* **Extracted text**
▶

However, the defining watershed of his career was approaching. For 1955-56, Ramsey replaced Scott Duncan as Portman Road manager and Elsworthy moved back to left-half, a position in which he spent more time facing the play and in which he proved immeasurably more comfortable. Under new management the Town narrowly missed promotion at the first attempt, but secured it in style as champions in 1956-57, with the composed Elsworthy proving ever more integral to their industrious yet entertaining style.
By now he was reaching his peak, and during an FA Cup encounter with Manchester United in January 1958, only 12 days before Matt Busby's wondrous Babes were to be decimated by the Munich air disaster in which eight players died, he gave the finest performance of his life. In an Old Trafford quagmire likened by one observer to "black porridge", Elsworthy tackled tirelessly and tailored his passes cannily to the atrocious conditions, even drawing a favourable comparison in several newspapers with United's young titan Duncan Edwards, who was playing in his last FA Cup tie before his tragic end. By common consent Edwards was one of England's greatest-ever players, so those journalistic parallels with Elsworthy might be a tad fanciful, but clearly he shone on that murky Manchester afternoon, although he was unable to prevent a 2-0 defeat.

◀

* **Source data**
▶

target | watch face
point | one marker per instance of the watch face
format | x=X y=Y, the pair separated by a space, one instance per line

◀

* **Task 1**
List every person named in the passage about Elsworthy's career.
* **Task 2**
Write what comes next in the passage about Elsworthy's career, starting after its last sentence.

* **Reply 1**
Ramsey
Scott Duncan
Elsworthy
Matt Busby
Duncan Edwards

* **Reply 2**
Not surprisingly he was drafted into Wales's preliminary squad for that summer's World Cup finals in Sweden, but he failed to make the cut when the party was reduced from 21 to 19 to save money and, sadly, was never awarded a full cap. But consolation on the club front was to be immense. As Ramsey continued to develop his side – in which the prolific twin strikers Ray Crawford and Ted Phillips, and the spindly little play-making winger Jimmy Leadbetter, were outstanding – Ipswich first consolidated in the second tier, then topped it in 1960-61.
If this provoked surprise in many quarters, it was nothing to the seismic shock which rippled through the football world in the spring of 1962 when the Town overhauled much-fancied Burnley and the mighty Tottenham Hotspur – whom they beat home and away – to become Football League champions. Ramsey's so-called "miracle on a shoestring" owed plenty to every member of his team, but no one did more than the indefatigable Elsworthy, who was absent for only one game, and who toiled and prompted constantly. It was a remarkable achievement for a player who had been troubled periodically by injuries, including one potentially life-threatening instance when a cut leg led to a blood clot and hospitalisation.
"Big John" – so dubbed both for his physical stature and his enormous input to the team effort – played his part in the Town's first (and still only) European Cup adventure, scoring in the 10-0 home annihilation of the Maltese champions Floriana, and showing up splendidly when the star-strewn Italians Milan were beaten 2-1 at Portman Road. But harrowingly for Ipswich, an era was about to end. Alf Ramsey left to become England coach and the Town declined under his successor, Jackie Milburn, suffering demotion in 1964. By now at the veteran stage, and failing to respond to the hectoring style of the next manager, Bill McGarry, Elsworthy retired in 1965, having captained Ipswich on his last three appearances.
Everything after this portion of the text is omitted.